Dataset records about object locations
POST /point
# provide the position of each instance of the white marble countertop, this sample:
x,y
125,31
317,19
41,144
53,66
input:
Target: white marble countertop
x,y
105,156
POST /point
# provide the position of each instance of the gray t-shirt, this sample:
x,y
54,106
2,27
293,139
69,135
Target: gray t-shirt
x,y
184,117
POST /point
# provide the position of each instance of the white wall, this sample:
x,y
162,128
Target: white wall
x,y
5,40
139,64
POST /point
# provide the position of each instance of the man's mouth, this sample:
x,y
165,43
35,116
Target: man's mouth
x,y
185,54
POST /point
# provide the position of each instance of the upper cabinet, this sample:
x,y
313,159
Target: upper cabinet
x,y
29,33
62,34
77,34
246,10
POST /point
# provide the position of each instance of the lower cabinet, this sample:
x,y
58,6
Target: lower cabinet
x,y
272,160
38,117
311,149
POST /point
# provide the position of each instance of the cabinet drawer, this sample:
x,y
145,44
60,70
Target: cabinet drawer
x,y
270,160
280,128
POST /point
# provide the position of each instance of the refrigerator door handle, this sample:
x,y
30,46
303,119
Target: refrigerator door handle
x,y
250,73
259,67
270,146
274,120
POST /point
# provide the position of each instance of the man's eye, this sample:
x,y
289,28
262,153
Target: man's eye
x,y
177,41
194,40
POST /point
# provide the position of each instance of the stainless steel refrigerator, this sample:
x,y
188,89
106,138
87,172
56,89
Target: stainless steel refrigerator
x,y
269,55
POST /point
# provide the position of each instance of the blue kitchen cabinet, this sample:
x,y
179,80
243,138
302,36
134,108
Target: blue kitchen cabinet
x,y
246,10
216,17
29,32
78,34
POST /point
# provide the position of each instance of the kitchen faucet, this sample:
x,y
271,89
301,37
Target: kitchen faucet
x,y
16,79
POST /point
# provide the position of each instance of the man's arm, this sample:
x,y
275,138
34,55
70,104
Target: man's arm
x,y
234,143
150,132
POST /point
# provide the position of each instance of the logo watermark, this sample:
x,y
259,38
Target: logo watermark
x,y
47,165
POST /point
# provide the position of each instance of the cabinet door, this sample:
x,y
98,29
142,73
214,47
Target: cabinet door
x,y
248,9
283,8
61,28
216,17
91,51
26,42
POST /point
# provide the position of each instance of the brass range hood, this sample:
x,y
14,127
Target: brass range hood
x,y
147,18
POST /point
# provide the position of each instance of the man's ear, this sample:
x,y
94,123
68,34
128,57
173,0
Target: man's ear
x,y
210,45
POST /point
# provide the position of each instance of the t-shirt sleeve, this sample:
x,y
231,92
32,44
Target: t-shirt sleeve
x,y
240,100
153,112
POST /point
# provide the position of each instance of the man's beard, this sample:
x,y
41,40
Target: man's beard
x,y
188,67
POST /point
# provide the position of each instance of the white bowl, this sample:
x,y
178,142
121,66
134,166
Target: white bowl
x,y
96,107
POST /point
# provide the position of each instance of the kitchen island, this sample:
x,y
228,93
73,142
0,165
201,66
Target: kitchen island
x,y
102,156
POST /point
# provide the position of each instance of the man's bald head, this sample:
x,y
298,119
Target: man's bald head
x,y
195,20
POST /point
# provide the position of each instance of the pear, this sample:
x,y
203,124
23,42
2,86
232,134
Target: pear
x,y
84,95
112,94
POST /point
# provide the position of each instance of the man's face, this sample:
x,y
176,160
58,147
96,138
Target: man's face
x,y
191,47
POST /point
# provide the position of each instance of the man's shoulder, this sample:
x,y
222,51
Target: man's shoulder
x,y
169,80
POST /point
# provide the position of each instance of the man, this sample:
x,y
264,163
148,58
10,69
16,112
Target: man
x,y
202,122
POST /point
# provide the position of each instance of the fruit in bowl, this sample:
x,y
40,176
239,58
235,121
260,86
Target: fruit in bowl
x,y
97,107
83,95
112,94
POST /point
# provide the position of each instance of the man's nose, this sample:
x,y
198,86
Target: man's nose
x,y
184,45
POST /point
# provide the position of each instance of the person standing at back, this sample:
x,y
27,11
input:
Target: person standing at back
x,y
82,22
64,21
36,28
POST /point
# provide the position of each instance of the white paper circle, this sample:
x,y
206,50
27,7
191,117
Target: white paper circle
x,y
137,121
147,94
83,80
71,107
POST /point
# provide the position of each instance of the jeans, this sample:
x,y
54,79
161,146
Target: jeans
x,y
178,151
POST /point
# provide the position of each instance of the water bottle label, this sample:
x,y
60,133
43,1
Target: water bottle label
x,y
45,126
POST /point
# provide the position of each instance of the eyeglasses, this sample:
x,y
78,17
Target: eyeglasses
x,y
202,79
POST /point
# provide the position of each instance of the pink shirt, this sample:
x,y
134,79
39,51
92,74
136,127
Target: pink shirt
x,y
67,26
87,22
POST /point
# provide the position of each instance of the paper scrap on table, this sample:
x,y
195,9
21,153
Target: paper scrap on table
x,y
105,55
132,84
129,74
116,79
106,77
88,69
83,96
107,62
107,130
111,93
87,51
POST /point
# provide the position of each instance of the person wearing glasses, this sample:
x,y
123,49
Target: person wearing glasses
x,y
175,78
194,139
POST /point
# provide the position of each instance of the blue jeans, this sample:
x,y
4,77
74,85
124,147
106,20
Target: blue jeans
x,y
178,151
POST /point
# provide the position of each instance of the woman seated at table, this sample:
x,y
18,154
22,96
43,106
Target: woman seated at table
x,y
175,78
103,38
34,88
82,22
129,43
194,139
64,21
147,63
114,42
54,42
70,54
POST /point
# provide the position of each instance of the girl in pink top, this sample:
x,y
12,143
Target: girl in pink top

_Problem statement_
Type out the full listing again, exactly as given.

_Exercise result_
POST /point
# provide the position of each instance of the white marble countertop, this sample:
x,y
125,31
317,19
41,144
53,66
input:
Target: white marble countertop
x,y
105,156
POST /point
# provide the position of each instance of the gray t-shirt, this sample:
x,y
54,106
2,27
293,139
69,135
Target: gray t-shirt
x,y
184,117
POST /point
# provide the position of each instance of the white wall, this sample:
x,y
162,128
Target: white wall
x,y
5,40
139,64
POST /point
# provide the position of each instance of the man's mouth, this sample:
x,y
165,43
35,116
Target: man's mouth
x,y
185,54
POST /point
# provide the position of each instance of the upper cabinet, this sample:
x,y
313,159
Target: upper cabinet
x,y
29,33
62,34
77,34
246,10
POST /point
# provide the position of each instance of the lower cabinet, this sample:
x,y
58,6
Target: lower cabinet
x,y
272,160
38,117
311,149
POST /point
# provide the position of each instance of the cabinet drawer, this sample:
x,y
145,44
60,70
Target: cabinet drawer
x,y
270,160
280,128
POST /point
# provide the position of each instance of the refrigerator door handle, this sample:
x,y
30,46
303,119
Target: refrigerator door handle
x,y
250,73
259,67
270,146
274,120
POST /point
# provide the position of each instance of the man's eye, this sample:
x,y
289,28
262,153
Target: man's eye
x,y
177,41
194,40
POST /point
# provide the position of each instance of the stainless steel refrigerator, this sample:
x,y
188,89
106,138
87,172
56,89
Target: stainless steel refrigerator
x,y
269,55
POST /point
# provide the position of each instance of the blue kitchen cabinet, this sample:
x,y
179,80
243,138
302,36
134,108
Target: blue kitchen cabinet
x,y
246,10
216,17
29,32
78,34
POST /point
# provide the position of each instance of the kitchen faucet, this sample:
x,y
271,89
301,37
Target: kitchen faucet
x,y
16,79
POST /point
# provide the position of each instance of the man's arm, this sample:
x,y
275,138
34,55
70,104
Target: man's arm
x,y
234,143
150,132
POST /point
# provide the position of each instance of the logo watermark, this sample:
x,y
259,38
Target: logo watermark
x,y
47,165
POST /point
# provide the position of each instance of the cabinet door, this sample:
x,y
98,29
142,73
214,47
Target: cabinet door
x,y
248,9
283,8
61,28
216,17
91,51
26,42
POST /point
# provide the position of each instance of the brass range hood, this sample:
x,y
14,127
Target: brass range hood
x,y
147,18
POST /point
# provide the position of each instance of the man's ear, this sample:
x,y
94,123
68,34
128,57
173,0
Target: man's ear
x,y
210,45
POST /point
# provide the position of each instance of the t-shirt sleeve, this sample:
x,y
231,92
32,44
Target: t-shirt sleeve
x,y
240,100
153,112
POST /point
# provide the position of each instance of the man's beard, this sample:
x,y
41,40
Target: man's beard
x,y
188,67
POST /point
# provide the position of each instance of the white bowl, this sample:
x,y
178,142
121,66
134,166
Target: white bowl
x,y
96,107
POST /point
# provide the position of each instance of the kitchen island, this sample:
x,y
228,93
73,142
0,165
201,66
Target: kitchen island
x,y
102,156
POST /point
# provide the position of each instance of the man's bald head, this sample:
x,y
298,119
Target: man's bald head
x,y
195,20
POST /point
# provide the position of each instance of the pear, this sample:
x,y
203,124
23,42
2,86
232,134
Target: pear
x,y
84,95
112,94
POST /point
# provide the position of each instance of the man's face, this sample:
x,y
176,160
58,147
96,138
Target: man's face
x,y
191,47
POST /point
# provide the position of each instance of the man's shoulder, this sample:
x,y
222,51
Target: man's shoulder
x,y
169,80
POST /point
# provide the position of each instance of the man, this sample:
x,y
264,163
148,58
10,69
16,112
Target: man
x,y
202,122
POST /point
# provide the position of each instance of the fruit in bowl, this sample:
x,y
40,176
239,58
235,121
260,86
Target: fruit in bowl
x,y
97,107
83,95
112,94
POST /point
# provide the position of each instance of the man's nose, this sample:
x,y
198,86
Target: man's nose
x,y
184,45
POST /point
# provide the position of each instance of the person standing at back, this sample:
x,y
27,11
input:
Target: person standing at back
x,y
82,22
64,21
36,28
POST /point
# provide the position of each instance of the white paper circle, this sample:
x,y
206,50
27,7
191,117
Target: white paper circle
x,y
137,121
147,94
83,80
71,107
POST /point
# provide the position of each instance of the jeans, this sample:
x,y
54,79
161,146
Target: jeans
x,y
178,151
POST /point
# provide the position of each instance of the water bottle label, this sample:
x,y
60,133
43,1
Target: water bottle label
x,y
45,126
POST /point
# provide the position of each instance of the eyeglasses, this sample:
x,y
78,17
Target: eyeglasses
x,y
202,79
POST /point
# provide the position of each instance of the pink shirt, this sample:
x,y
134,79
39,51
92,74
136,127
Target: pink shirt
x,y
67,26
87,22
POST /point
# provide the position of each instance of the paper scrap on table, this sample:
x,y
195,9
21,153
Target: paper scrap on table
x,y
105,55
132,84
129,74
116,79
106,77
88,69
83,96
107,62
107,130
111,93
87,51
POST /point
# provide the position of each instance of the person wearing glasses, this sample:
x,y
123,49
Target: person wearing glasses
x,y
175,78
194,139
POST /point
# provide the position of each instance of the blue jeans, this sample:
x,y
4,77
74,85
124,147
106,20
Target: blue jeans
x,y
178,151
POST /point
# provide the position of each instance of the woman seated at table, this sample:
x,y
18,154
22,96
43,106
Target: woman seated at table
x,y
175,78
103,38
34,88
82,22
129,43
194,139
64,21
147,63
114,42
54,42
70,54
POST /point
# provide the position of each instance of the girl in pink top, this sample:
x,y
12,143
Target: girl in pink top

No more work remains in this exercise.